**** 対象の本文 ****
殿村さんが勤めている(株)マネジメントシステム評価センターではISO規格に基づく品質や環境のマネジメントシステムの審査登録のほかに、ISMS認証基準に基づく情報セキュリティマネジメントシステム(ISMS)の審査登録業務をなさっているわけですが、昨年個人情報保護法が施行されてから、情報セキュリティに対して企業の意識は変わってきたでしょうか。
品質マネジメントシステムは、品質問題やサービス面でのリスク、環境マネジメントシステムは環境汚染等のリスク、情報セキュリティマネジメントシステムは、情報の破壊、漏洩、盗難、システム停止などの情報リスクなどに対応する仕組みを作る規格です。
情報セキュリティに対する意識は、業種によってバラつきはありますが、かなり意識が高まったと感じます。というのは、2006年2月7日現在、プライバシーマーク認定事業者は3059社、ISMS認証取得事業者は1312社ありますが、1年前のプライバシーマーク認定事業者は1000余り、ISMS認定取得事業者も数百という状態でした。それが、個人情報保護法が施行されてから、急激に増えました。これは、インターネットの発達にともなって、ウィルスやフィッシング、スパイウェアなどのリスクが大きくなり、情報漏洩リスクに対する意識が高まってきたのと同時に、プライバシーマークや情報セキュリティの認証をとらないと仕事が発注されないという現実的な問題という、2つが大きな要因として考えられると思います。
さらにISMS認証取得の増加には、もう一つ考えられることがあります。個人情報は、住所、氏名、年齢、職業等が主な対象ですが、企業の情報は財務情報、技術情報、人事情報など多種にわたります。外国企業を含めた企業間の競争も厳しくなり、多種にわたる情報をセキュリティすることを考えたら、プライバシーマークよりISMSだと考えている企業も多いように思います。
オフィスにおける情報セキュリティは、物理的・環境的セキュリティ、人的資源のセキュリティ、技術的セキュリティなどが大きな柱となります。なかでも物理的セキュリティはオフィス環境のセキュリティを考えるとき、前提条件になるのではないでしょうか
あらゆるところに高価な鍵をつけるということが、物理的セキュリティを高めるということではないですよね。
それはリスクをどう考えるかという問題になると思います。品質不良、環境汚染、情報の破壊や漏洩、金融リスクなど、企業活動や個人の生活にはさまざまな側面にリスクが存在します。
リスクというのは、『発生の確率』と『結果の重大さ』の積のようなものです。『発生の確率』で、毎日起こりそうなものなら5点、年に一度ぐらいなら1点、『結果の重大さ』で、生死に関わるようなことなら5点、たいした被害ではないなら1点などとして、それらを掛け合わせたものが『リスク評価』となるわけです。
ISOのマネジメントシステムは、どの規格も、法令、規格、手順の遵守を基本にしている、コンプライアンス(法令遵守)の仕組みです。規格をじょうずに利用することによって、遵法体制の構築や、意識改革に役立つのではないでしょうか。
日本人はともすれば、発生確率は高いけれど被害規模が小さいリスクに対する対策を重要視する傾向があります。それも大切なことですが1円の損失を防ぐのに10円をかけていたら経営が成り立たなくなってしまいます。少ない費用で発生確率を少なくする工夫が大事です。そして大切なことはリスクは許容してもいいということです。どこまでを許容範囲とするかを決めるのは経営者の仕事だと思います。
****
情報セキュリティについての本文のうち、「さらにISMS認証取得の増加」から「な側面にリスクが存在します。」までの部分を、両端の語句も含めて一字一句そのまま書き写してください。 このあとのデータは参照しなくてかまいません。
**** 提供データ ****
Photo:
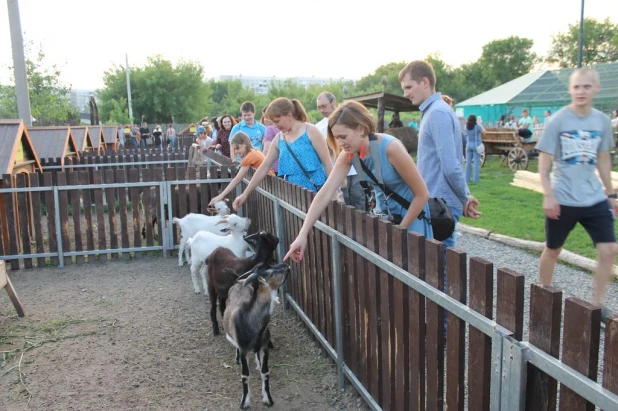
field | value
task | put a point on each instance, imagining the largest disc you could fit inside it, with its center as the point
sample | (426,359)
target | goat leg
(181,249)
(196,284)
(246,394)
(213,311)
(267,399)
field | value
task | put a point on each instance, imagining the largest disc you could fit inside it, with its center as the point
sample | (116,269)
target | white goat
(192,223)
(204,243)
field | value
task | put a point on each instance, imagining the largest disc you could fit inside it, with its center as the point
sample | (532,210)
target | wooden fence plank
(373,298)
(610,357)
(50,208)
(77,218)
(84,177)
(580,348)
(35,197)
(110,195)
(98,201)
(193,190)
(122,210)
(386,296)
(435,328)
(544,333)
(456,280)
(23,209)
(479,355)
(416,331)
(360,273)
(136,206)
(510,301)
(11,226)
(64,217)
(399,306)
(349,283)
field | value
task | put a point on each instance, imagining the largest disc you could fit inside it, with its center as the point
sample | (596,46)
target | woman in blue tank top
(300,147)
(349,128)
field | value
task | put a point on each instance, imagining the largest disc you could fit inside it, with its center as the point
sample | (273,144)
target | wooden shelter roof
(110,134)
(82,138)
(12,134)
(392,102)
(53,142)
(96,134)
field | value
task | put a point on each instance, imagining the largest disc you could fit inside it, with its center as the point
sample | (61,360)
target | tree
(373,82)
(600,44)
(506,59)
(49,99)
(159,91)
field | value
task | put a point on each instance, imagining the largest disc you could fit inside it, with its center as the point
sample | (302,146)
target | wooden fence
(373,295)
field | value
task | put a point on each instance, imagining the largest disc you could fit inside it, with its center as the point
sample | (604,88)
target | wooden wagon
(509,146)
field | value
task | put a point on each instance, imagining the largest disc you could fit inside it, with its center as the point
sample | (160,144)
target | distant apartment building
(260,85)
(80,98)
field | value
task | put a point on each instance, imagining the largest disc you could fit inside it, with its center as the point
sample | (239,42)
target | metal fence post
(496,372)
(58,228)
(513,387)
(337,303)
(162,217)
(280,234)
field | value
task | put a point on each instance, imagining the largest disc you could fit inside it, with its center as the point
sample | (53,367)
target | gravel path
(572,281)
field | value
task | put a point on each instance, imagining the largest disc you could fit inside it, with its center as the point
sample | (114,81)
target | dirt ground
(133,336)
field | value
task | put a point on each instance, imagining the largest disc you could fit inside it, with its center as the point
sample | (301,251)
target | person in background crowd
(269,135)
(170,136)
(249,126)
(157,133)
(120,137)
(575,144)
(474,133)
(223,135)
(440,152)
(144,132)
(251,158)
(353,193)
(135,136)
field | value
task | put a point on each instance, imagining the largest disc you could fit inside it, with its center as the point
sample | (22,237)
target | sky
(282,38)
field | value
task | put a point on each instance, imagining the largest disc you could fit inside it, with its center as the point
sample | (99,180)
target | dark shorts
(597,220)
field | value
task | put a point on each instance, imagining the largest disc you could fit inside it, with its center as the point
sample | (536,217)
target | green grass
(517,212)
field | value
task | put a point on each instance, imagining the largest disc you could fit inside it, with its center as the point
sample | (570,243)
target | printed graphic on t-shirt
(580,146)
****
## 正しい出力
さらにISMS認証取得の増加には、もう一つ考えられることがあります。個人情報は、住所、氏名、年齢、職業等が主な対象ですが、企業の情報は財務情報、技術情報、人事情報など多種にわたります。外国企業を含めた企業間の競争も厳しくなり、多種にわたる情報をセキュリティすることを考えたら、プライバシーマークよりISMSだと考えている企業も多いように思います。
オフィスにおける情報セキュリティは、物理的・環境的セキュリティ、人的資源のセキュリティ、技術的セキュリティなどが大きな柱となります。なかでも物理的セキュリティはオフィス環境のセキュリティを考えるとき、前提条件になるのではないでしょうか
あらゆるところに高価な鍵をつけるということが、物理的セキュリティを高めるということではないですよね。
それはリスクをどう考えるかという問題になると思います。品質不良、環境汚染、情報の破壊や漏洩、金融リスクなど、企業活動や個人の生活にはさまざまな側面にリスクが存在します。